**INSTRUCTIONS TO FOLLOW:** Copy the lines starting with the one that contains "<item>ceiling air vent</item>?" and continuing through the end of the records, leaving every character unchanged.

---------- GIVEN INFORMATION

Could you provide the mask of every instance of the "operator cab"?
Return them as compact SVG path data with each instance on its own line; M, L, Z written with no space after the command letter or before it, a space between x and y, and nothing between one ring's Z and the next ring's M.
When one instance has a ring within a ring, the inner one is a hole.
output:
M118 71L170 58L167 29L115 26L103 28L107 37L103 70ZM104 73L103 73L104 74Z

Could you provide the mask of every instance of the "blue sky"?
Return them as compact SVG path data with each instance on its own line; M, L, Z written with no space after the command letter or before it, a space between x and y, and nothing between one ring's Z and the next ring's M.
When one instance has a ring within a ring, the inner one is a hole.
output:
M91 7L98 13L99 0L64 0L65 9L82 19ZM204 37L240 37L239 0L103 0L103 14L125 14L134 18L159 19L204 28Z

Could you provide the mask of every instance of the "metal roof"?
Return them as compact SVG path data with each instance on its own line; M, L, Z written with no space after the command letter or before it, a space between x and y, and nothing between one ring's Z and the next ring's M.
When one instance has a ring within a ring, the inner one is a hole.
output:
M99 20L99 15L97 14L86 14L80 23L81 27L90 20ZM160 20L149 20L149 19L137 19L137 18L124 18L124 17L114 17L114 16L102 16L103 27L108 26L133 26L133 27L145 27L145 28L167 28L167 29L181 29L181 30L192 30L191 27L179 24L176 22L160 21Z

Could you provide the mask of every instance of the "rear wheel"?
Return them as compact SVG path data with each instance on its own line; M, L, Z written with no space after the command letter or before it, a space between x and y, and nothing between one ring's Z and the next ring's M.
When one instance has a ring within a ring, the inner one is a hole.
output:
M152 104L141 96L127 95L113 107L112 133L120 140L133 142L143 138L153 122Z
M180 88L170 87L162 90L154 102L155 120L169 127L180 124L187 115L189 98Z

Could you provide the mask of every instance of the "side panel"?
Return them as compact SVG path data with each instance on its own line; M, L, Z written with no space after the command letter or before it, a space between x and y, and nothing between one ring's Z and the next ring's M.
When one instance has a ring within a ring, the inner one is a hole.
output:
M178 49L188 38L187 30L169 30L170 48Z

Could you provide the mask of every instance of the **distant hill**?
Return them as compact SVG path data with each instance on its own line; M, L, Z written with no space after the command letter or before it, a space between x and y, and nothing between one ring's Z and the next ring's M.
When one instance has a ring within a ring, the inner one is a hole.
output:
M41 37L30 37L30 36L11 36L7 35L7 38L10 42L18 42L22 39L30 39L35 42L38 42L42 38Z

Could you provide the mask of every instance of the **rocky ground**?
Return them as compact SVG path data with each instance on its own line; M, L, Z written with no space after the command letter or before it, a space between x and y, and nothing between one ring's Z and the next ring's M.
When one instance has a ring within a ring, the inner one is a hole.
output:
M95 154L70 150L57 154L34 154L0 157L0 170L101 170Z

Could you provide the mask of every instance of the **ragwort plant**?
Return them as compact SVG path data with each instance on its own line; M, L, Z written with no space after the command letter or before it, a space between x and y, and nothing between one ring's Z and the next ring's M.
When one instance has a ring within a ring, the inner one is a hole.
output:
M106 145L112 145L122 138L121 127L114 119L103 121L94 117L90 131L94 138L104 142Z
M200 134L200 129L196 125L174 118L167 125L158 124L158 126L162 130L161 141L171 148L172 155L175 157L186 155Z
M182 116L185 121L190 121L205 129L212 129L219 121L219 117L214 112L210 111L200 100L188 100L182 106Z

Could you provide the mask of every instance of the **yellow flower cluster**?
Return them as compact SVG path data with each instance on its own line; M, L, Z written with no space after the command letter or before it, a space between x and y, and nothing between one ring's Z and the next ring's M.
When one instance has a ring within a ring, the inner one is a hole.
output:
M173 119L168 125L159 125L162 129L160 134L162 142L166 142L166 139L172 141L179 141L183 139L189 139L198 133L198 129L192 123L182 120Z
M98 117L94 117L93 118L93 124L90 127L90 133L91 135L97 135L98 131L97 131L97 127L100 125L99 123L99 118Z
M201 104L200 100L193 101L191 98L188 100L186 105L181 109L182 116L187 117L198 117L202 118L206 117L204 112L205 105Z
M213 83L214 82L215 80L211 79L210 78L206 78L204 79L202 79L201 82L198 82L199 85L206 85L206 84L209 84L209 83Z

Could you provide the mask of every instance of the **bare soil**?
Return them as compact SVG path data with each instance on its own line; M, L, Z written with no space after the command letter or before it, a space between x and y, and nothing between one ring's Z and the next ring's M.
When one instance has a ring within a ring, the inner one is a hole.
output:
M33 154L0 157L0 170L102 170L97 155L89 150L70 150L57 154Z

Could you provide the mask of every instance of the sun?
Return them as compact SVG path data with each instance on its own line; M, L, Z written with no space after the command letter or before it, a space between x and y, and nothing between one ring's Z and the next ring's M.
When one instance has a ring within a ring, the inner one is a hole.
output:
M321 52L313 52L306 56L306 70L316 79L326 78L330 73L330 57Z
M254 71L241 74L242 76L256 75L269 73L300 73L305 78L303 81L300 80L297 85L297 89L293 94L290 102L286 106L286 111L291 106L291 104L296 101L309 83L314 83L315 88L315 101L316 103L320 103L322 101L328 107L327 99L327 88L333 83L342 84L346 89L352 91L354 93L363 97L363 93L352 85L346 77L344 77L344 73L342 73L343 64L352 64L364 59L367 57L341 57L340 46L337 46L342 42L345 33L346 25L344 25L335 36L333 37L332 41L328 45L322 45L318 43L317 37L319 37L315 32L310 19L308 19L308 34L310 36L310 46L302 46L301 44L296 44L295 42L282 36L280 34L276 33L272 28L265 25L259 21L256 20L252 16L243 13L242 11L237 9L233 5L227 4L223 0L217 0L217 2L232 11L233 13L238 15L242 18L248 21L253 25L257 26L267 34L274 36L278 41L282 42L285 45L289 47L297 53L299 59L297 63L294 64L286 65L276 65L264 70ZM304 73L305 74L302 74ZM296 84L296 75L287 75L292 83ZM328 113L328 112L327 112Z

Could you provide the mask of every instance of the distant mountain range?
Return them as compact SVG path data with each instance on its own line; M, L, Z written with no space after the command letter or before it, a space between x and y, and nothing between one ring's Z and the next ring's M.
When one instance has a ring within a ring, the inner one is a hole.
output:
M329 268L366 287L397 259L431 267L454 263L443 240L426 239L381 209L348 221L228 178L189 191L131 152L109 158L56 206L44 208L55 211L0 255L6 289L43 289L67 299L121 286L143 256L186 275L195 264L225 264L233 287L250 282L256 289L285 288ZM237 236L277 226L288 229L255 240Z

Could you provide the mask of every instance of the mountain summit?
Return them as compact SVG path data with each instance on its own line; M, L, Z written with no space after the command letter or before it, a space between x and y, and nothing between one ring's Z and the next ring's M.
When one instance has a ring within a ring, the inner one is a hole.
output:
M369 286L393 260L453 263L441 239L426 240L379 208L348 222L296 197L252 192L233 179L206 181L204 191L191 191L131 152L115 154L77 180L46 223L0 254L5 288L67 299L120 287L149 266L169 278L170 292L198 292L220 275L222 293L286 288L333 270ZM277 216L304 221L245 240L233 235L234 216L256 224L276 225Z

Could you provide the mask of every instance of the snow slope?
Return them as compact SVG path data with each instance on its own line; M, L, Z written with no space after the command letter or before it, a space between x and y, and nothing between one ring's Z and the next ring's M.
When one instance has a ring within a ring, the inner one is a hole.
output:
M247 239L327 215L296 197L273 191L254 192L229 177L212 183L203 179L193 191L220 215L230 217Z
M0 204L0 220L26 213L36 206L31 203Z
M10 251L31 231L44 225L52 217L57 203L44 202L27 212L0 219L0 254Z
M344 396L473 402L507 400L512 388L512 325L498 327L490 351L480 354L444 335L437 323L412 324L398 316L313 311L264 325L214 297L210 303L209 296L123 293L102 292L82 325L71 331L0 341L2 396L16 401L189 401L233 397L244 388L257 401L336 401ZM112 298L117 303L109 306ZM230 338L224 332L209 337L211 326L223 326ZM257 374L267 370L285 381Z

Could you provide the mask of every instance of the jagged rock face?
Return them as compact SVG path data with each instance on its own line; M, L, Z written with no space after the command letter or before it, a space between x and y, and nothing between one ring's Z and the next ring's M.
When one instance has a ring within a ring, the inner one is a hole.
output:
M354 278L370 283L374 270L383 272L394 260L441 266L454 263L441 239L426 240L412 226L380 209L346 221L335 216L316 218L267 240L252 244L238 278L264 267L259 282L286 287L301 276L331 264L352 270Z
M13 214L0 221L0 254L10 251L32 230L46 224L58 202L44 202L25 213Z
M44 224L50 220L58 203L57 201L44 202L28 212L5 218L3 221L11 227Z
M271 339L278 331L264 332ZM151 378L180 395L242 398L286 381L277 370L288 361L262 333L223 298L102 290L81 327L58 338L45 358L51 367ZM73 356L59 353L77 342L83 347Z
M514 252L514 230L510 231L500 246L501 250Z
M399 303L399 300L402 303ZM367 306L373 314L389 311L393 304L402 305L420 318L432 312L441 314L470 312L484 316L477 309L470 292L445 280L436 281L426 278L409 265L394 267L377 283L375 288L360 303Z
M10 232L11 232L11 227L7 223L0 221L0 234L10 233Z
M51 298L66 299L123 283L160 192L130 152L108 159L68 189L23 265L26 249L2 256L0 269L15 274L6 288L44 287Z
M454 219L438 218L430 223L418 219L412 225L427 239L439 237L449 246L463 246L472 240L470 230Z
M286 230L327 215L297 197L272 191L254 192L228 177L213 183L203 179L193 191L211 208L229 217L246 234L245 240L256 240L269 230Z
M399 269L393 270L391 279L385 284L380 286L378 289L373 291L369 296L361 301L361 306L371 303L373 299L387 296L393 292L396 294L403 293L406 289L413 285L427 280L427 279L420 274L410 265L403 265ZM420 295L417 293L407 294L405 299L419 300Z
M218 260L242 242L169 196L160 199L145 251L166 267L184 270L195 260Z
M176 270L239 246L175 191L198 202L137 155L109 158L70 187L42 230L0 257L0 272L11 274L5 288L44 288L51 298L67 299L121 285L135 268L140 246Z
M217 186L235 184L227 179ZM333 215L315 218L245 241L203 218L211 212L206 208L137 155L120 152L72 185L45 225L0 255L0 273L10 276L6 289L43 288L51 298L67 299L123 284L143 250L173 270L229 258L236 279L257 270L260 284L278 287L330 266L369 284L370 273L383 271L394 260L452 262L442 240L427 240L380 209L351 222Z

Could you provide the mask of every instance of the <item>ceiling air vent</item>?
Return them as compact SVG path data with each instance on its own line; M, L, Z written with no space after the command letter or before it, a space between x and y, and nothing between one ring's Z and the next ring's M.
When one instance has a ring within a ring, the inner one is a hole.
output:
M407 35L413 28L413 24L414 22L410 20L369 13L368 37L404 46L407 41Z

--------------------

**CORRECT RESPONSE:**
Could you provide the mask of every instance of the <item>ceiling air vent</item>?
Return them as compact SVG path data with each instance on its own line; M, L, Z written with no space after the command letter or before it, a space between x and y, and nothing between one ring's Z and the next ring's M.
When one instance has a ring within a ring, the inner one is a hole.
output:
M407 35L413 28L413 24L414 22L410 20L369 13L368 37L404 46L407 41Z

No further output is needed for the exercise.